- _Exercise details_:
Copy each of the records below word for word, omitting the pictures.

- _Data to process_:
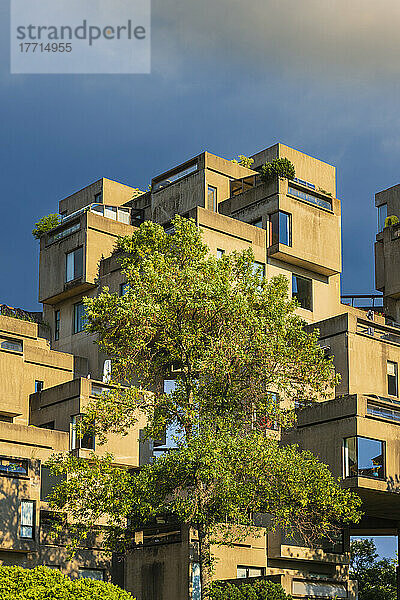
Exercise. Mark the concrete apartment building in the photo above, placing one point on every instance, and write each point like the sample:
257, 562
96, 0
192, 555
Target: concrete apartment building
50, 371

- _Written solution_:
Exercise. Mark the concrete apartment building in the photo above, placing one point on every instance, and write each point like the sample:
257, 562
96, 0
192, 555
Target: concrete apartment building
50, 371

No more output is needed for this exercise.